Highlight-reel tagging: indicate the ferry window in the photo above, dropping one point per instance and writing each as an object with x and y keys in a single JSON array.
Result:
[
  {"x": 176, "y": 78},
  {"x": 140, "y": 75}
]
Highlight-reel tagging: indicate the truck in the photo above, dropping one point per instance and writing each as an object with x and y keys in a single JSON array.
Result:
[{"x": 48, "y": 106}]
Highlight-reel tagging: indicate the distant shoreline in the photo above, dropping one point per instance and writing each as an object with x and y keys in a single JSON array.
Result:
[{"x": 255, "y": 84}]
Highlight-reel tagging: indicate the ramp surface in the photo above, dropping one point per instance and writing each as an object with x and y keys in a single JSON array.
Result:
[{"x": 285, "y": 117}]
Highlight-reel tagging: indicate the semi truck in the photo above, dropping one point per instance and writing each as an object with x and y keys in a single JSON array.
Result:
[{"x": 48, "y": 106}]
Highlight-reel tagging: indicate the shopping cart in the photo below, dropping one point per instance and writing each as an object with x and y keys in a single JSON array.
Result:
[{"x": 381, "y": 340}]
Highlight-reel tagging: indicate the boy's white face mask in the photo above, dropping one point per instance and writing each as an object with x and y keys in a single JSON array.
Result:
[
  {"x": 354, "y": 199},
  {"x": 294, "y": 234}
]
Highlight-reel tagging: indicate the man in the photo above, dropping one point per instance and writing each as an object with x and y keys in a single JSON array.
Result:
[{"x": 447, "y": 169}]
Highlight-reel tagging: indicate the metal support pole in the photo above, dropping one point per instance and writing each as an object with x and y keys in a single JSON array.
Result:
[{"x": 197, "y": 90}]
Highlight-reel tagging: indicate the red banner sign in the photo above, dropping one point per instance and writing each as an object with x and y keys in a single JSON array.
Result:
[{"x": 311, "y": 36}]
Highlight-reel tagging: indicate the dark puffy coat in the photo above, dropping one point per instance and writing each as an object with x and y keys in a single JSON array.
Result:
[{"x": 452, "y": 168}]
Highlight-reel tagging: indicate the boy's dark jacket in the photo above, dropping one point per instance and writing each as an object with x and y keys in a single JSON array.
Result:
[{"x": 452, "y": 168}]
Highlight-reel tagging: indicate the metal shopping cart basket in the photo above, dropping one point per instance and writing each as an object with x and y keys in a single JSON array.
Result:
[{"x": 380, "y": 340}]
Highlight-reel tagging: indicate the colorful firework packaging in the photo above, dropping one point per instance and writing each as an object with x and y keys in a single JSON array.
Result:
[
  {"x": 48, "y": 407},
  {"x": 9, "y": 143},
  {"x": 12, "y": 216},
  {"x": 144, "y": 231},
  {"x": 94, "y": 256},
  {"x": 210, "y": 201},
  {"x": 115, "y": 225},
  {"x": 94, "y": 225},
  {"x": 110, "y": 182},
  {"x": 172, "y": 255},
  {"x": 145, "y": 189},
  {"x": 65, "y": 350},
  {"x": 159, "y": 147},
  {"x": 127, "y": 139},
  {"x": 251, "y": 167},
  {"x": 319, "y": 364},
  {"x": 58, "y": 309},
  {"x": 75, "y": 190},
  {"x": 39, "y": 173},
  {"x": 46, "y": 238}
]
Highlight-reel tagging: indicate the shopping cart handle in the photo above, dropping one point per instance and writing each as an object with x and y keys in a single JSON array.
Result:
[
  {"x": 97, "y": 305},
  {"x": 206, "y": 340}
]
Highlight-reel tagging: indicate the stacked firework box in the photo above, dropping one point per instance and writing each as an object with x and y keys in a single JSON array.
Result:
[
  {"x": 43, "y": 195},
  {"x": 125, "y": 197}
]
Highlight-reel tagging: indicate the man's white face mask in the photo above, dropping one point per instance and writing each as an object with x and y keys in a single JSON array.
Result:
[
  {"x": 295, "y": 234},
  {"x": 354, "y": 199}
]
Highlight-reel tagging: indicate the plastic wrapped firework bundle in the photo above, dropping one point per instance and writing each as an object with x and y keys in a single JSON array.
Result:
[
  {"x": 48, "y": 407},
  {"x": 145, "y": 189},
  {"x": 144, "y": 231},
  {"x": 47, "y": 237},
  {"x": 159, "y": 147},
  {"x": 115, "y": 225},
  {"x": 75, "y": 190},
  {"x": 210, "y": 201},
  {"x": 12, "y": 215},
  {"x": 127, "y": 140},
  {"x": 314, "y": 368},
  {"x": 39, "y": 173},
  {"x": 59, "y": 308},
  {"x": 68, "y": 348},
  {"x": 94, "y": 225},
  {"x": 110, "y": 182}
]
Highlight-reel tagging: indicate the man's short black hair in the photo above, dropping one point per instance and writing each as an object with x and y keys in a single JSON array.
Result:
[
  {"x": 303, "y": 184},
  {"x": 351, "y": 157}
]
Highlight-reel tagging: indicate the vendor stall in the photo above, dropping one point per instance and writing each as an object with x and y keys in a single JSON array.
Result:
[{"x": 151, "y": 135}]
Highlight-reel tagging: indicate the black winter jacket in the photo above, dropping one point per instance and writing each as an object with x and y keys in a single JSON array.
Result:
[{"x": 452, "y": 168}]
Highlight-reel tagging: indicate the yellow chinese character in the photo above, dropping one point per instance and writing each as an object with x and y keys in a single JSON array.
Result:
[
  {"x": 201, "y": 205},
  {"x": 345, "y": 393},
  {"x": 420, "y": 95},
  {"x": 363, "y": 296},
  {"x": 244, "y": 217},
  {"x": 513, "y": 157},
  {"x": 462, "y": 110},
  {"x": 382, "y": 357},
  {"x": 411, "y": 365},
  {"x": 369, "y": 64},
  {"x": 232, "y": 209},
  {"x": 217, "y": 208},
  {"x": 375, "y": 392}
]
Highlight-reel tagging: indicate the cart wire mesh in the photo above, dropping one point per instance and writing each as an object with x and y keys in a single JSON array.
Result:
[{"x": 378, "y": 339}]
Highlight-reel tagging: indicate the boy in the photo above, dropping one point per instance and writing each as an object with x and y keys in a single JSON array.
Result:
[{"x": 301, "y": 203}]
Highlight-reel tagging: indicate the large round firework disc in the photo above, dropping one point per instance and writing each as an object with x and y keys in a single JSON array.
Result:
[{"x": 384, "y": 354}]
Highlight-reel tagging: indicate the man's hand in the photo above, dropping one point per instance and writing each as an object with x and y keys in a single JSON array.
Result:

________________________________________

[TASK REQUIREMENTS] Duplicate all of the lines above, word for word and in the same order.

[REPLY TO THE TASK]
Highlight-reel tagging: indicate the ferry window in the photo above, dropping one point per instance and writing each as an object with x and y keys in a single JSON array.
Result:
[
  {"x": 176, "y": 78},
  {"x": 140, "y": 75}
]
Highlight-reel tagging: indicate the truck in the photo above, dropping one point per instance and writing each as an object with x and y keys in a single JSON array.
Result:
[{"x": 48, "y": 106}]
Highlight-reel tagging: indicate the distant shoreline in the photo above, dropping one point per instance and writing each as an object with x and y keys in a single JSON array.
Result:
[{"x": 255, "y": 84}]
Highlight-reel tagging: indicate the ramp surface in the photo above, dropping one point per instance and writing each as an object with x and y keys in a single JSON array.
Result:
[{"x": 285, "y": 117}]
Highlight-reel tagging: indicate the semi truck in the photo above, dropping one point per instance and writing each as an object with x and y keys in a single JSON array.
Result:
[{"x": 48, "y": 106}]
Highlight-reel tagging: indicate the shopping cart in the photo below, dropping one point per instance and writing each as an object with x and y keys in a single JSON array.
Result:
[{"x": 381, "y": 340}]
Highlight-reel tagging: indicate the boy's white face mask in the photo above, dropping one point per instance and writing each as an object with x and y keys in a single JSON array.
Result:
[
  {"x": 354, "y": 199},
  {"x": 294, "y": 234}
]
Highlight-reel tagging: indicate the man in the photo above, dropping one point per instance and writing each as an object with x and y keys in a single JSON array.
Result:
[{"x": 447, "y": 169}]
Highlight-reel tagging: indicate the metal support pole in the photo above, dropping one point per instance and writing each as an object with x and y keys in a single JSON array.
Result:
[{"x": 197, "y": 90}]
Highlight-reel tagging: indicate the red banner sign in the photo above, dropping one point per instance and writing each as an object with x and y keys in a single JSON array.
Result:
[{"x": 311, "y": 36}]
Highlight-reel tagging: indicate the dark puffy coat in the photo above, dropping one point per instance and writing each as an object with x and y keys in a single JSON array.
Result:
[{"x": 452, "y": 168}]
Highlight-reel tagging: indicate the boy's dark jacket in the photo above, dropping one point per instance and writing each as an object with x and y keys in a single JSON array.
Result:
[{"x": 452, "y": 168}]
Highlight-reel tagging: indicate the metal shopping cart basket in the photo above, dropping one point per instance and writing each as an object with x and y keys in a single JSON array.
Result:
[{"x": 380, "y": 340}]
Highlight-reel tagging: indicate the colorful firework packaging in the photo above, dropping one point per instance and writing each as an object with x and y keys in a single JSON array.
Result:
[
  {"x": 48, "y": 407},
  {"x": 9, "y": 143},
  {"x": 12, "y": 216},
  {"x": 144, "y": 231},
  {"x": 94, "y": 256},
  {"x": 210, "y": 201},
  {"x": 115, "y": 225},
  {"x": 94, "y": 225},
  {"x": 110, "y": 182},
  {"x": 172, "y": 255},
  {"x": 145, "y": 189},
  {"x": 65, "y": 350},
  {"x": 159, "y": 147},
  {"x": 127, "y": 139},
  {"x": 251, "y": 167},
  {"x": 319, "y": 364},
  {"x": 58, "y": 309},
  {"x": 75, "y": 190},
  {"x": 39, "y": 173},
  {"x": 46, "y": 238}
]
Highlight-reel tagging: indicate the shopping cart handle in the photo above, dropping one point per instance and writing each as an object with x and y keys in a single JSON array.
Result:
[
  {"x": 97, "y": 305},
  {"x": 206, "y": 340}
]
Highlight-reel tagging: indicate the stacked firework box in the photo above, dropping one point per instance and writing each as an object with x and y keys in a single JSON array.
Result:
[
  {"x": 43, "y": 195},
  {"x": 125, "y": 197}
]
Highlight-reel tagging: indicate the man's white face mask in the photo above, dropping one point per instance and writing each as an object with x and y keys in a single JSON array.
Result:
[
  {"x": 295, "y": 234},
  {"x": 354, "y": 199}
]
Highlight-reel tagging: indicate the plastic wrapped firework bundle in the photo above, dropping one point per instance and writing each as an object with x and y keys in a single JSON array.
Result:
[
  {"x": 48, "y": 407},
  {"x": 145, "y": 189},
  {"x": 144, "y": 231},
  {"x": 47, "y": 237},
  {"x": 159, "y": 147},
  {"x": 115, "y": 225},
  {"x": 75, "y": 190},
  {"x": 210, "y": 201},
  {"x": 12, "y": 215},
  {"x": 127, "y": 140},
  {"x": 314, "y": 368},
  {"x": 39, "y": 173},
  {"x": 59, "y": 308},
  {"x": 68, "y": 348},
  {"x": 94, "y": 225},
  {"x": 110, "y": 182}
]
Highlight-reel tagging: indicate the man's short black hair in the photo above, dropping one point per instance and writing each as an object with x and y keys in a single JSON array.
Result:
[
  {"x": 303, "y": 184},
  {"x": 351, "y": 157}
]
Highlight-reel tagging: indicate the vendor stall in the photo above, dropping one point per instance and writing each as an object with x and y keys in a single JSON array.
Result:
[{"x": 151, "y": 135}]
Highlight-reel tagging: indicate the black winter jacket in the photo above, dropping one point per instance and writing each as an object with x and y keys in a single JSON array.
Result:
[{"x": 452, "y": 168}]
Highlight-reel tagging: indicate the yellow chinese character in the photo above, dropping one point per instance and writing each as an object with x and y keys in a single JSON array.
Result:
[
  {"x": 201, "y": 205},
  {"x": 345, "y": 393},
  {"x": 420, "y": 95},
  {"x": 363, "y": 296},
  {"x": 244, "y": 217},
  {"x": 513, "y": 157},
  {"x": 462, "y": 110},
  {"x": 382, "y": 357},
  {"x": 411, "y": 365},
  {"x": 369, "y": 64},
  {"x": 232, "y": 209},
  {"x": 217, "y": 208},
  {"x": 375, "y": 392}
]
Highlight-reel tagging: indicate the cart wire mesh in the photo above, dropping one point per instance and writing each as an object with x and y keys in a single JSON array.
Result:
[{"x": 378, "y": 339}]
Highlight-reel tagging: indicate the boy in the photo above, dropping one point per instance and writing each as an object with x and y keys in a single JSON array.
Result:
[{"x": 301, "y": 203}]
Highlight-reel tagging: indicate the large round firework disc in the photo above, dropping one point per instance and writing each as an object with x and y keys in a single JSON array.
Result:
[{"x": 384, "y": 354}]
Highlight-reel tagging: indicate the man's hand in the photo above, dropping one point per instance and writing each as an object with x and y keys in a single JSON array.
Result:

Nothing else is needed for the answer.